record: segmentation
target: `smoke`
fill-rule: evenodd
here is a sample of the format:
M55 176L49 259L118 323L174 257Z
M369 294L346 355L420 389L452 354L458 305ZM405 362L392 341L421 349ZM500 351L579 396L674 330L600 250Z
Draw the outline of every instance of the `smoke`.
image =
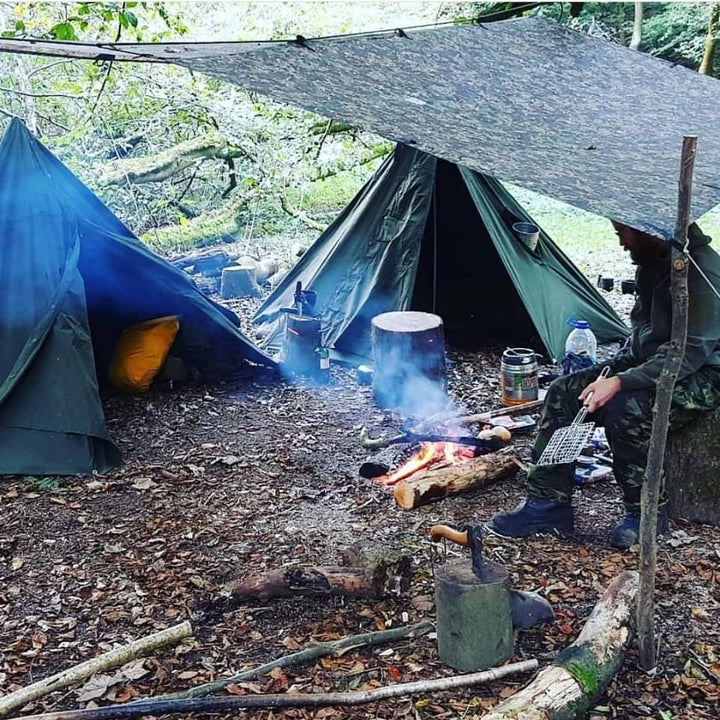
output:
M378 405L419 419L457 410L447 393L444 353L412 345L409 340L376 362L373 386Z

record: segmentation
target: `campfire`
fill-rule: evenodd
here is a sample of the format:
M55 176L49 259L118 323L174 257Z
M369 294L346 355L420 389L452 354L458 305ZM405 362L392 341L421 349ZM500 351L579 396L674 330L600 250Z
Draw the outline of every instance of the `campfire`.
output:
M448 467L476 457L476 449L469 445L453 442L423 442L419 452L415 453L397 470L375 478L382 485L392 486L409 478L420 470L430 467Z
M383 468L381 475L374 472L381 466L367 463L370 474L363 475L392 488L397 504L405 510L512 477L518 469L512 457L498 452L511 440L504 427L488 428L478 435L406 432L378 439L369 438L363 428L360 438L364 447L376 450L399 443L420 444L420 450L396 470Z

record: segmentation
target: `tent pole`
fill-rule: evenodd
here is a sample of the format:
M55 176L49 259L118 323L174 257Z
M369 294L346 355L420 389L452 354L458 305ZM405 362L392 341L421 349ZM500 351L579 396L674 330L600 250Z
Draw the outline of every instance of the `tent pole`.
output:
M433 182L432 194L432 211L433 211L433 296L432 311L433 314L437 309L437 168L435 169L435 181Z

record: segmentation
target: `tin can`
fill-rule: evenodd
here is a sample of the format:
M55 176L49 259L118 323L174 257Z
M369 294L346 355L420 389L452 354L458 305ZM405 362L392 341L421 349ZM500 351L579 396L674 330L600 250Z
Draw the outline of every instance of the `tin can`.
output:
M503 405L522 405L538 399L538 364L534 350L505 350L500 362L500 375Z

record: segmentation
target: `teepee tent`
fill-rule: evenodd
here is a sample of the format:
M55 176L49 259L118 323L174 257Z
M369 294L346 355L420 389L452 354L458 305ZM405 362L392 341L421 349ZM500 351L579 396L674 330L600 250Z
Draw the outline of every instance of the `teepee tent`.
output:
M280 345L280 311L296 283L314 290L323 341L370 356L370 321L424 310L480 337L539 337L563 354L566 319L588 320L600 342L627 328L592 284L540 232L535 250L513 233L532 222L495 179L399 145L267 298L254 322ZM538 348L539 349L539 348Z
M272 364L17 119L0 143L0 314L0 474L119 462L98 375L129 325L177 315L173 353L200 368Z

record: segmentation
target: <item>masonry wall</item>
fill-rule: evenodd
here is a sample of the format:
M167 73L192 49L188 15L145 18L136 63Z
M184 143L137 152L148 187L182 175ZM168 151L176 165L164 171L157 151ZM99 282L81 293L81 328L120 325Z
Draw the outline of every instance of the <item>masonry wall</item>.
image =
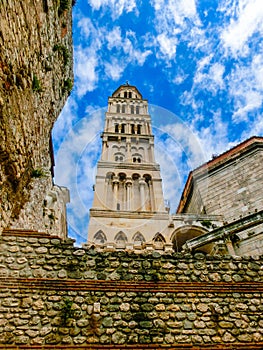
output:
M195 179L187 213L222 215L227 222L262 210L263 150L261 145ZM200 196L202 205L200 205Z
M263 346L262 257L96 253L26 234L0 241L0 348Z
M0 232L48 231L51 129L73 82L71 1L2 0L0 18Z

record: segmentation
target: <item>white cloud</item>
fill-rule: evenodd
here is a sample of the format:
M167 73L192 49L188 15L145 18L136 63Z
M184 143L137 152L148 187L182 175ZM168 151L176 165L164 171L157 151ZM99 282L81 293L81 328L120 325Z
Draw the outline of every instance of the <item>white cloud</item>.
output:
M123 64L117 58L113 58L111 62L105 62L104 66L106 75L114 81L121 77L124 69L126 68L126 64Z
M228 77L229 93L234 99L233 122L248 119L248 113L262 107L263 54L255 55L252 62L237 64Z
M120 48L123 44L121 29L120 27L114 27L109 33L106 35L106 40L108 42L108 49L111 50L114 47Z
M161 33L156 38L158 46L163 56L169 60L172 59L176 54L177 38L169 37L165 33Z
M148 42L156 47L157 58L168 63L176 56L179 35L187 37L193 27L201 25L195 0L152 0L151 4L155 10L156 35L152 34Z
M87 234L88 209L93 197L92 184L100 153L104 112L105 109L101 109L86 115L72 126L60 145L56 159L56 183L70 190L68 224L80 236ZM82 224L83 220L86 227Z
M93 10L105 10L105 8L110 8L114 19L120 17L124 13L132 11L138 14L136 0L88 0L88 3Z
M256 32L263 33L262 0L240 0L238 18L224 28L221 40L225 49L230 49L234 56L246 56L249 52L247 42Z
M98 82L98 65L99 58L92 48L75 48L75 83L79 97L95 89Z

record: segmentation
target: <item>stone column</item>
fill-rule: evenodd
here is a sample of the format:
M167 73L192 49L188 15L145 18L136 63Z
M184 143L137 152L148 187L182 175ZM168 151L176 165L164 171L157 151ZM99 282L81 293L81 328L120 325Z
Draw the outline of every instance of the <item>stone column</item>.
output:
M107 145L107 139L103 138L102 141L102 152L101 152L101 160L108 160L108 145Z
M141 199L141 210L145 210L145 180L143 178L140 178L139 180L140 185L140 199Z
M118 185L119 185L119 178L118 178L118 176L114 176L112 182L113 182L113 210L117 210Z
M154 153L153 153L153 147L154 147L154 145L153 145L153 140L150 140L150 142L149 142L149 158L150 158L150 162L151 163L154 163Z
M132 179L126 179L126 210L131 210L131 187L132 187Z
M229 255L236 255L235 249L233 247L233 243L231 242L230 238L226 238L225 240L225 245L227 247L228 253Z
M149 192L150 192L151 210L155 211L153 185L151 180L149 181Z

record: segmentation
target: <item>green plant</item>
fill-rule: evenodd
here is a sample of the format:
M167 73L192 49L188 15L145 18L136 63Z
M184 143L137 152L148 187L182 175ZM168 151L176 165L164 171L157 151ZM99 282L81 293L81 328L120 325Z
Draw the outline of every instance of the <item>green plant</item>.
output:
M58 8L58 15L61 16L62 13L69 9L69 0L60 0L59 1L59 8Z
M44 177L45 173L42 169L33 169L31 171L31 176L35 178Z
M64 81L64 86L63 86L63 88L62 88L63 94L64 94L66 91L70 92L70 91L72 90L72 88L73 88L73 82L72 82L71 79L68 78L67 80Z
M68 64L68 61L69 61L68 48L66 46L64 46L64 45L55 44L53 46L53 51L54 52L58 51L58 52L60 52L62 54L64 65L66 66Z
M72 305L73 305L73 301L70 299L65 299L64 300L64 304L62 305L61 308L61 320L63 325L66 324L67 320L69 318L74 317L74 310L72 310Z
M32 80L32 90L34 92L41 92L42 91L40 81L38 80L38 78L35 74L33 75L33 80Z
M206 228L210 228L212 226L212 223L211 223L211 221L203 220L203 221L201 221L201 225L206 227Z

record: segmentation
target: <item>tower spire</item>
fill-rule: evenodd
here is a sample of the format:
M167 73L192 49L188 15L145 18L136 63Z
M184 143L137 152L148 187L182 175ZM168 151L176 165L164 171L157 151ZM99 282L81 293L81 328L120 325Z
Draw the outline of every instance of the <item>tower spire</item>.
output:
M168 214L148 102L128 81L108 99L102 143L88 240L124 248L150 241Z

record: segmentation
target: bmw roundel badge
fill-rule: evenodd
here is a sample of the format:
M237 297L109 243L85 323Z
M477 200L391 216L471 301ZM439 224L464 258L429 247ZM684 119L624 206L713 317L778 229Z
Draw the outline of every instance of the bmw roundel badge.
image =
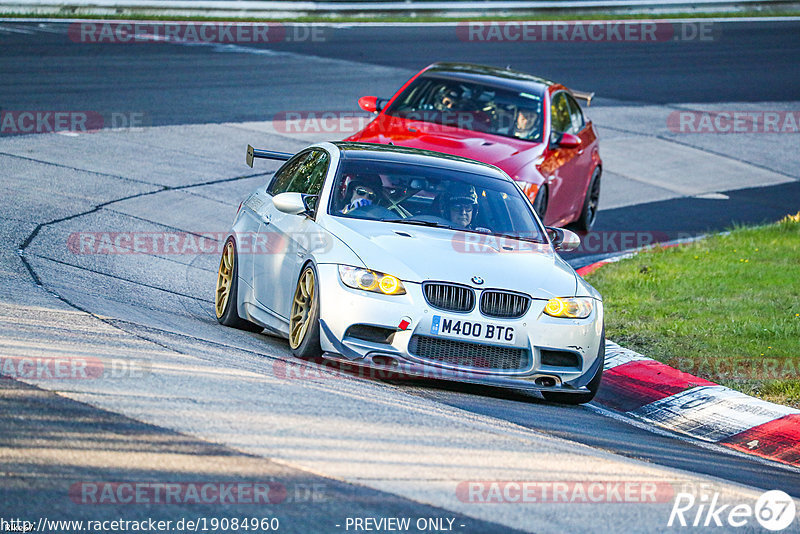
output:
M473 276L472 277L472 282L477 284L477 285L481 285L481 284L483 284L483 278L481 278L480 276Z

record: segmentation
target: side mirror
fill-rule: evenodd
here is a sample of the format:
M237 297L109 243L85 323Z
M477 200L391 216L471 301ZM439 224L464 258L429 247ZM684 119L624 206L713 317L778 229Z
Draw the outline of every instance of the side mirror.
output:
※
## WORK TO BE COMPLETED
Where a line of the listing holds "stone", show that line.

## SOLUTION BELOW
target: <item>stone column</item>
Draw the outline of every instance of the <item>stone column</item>.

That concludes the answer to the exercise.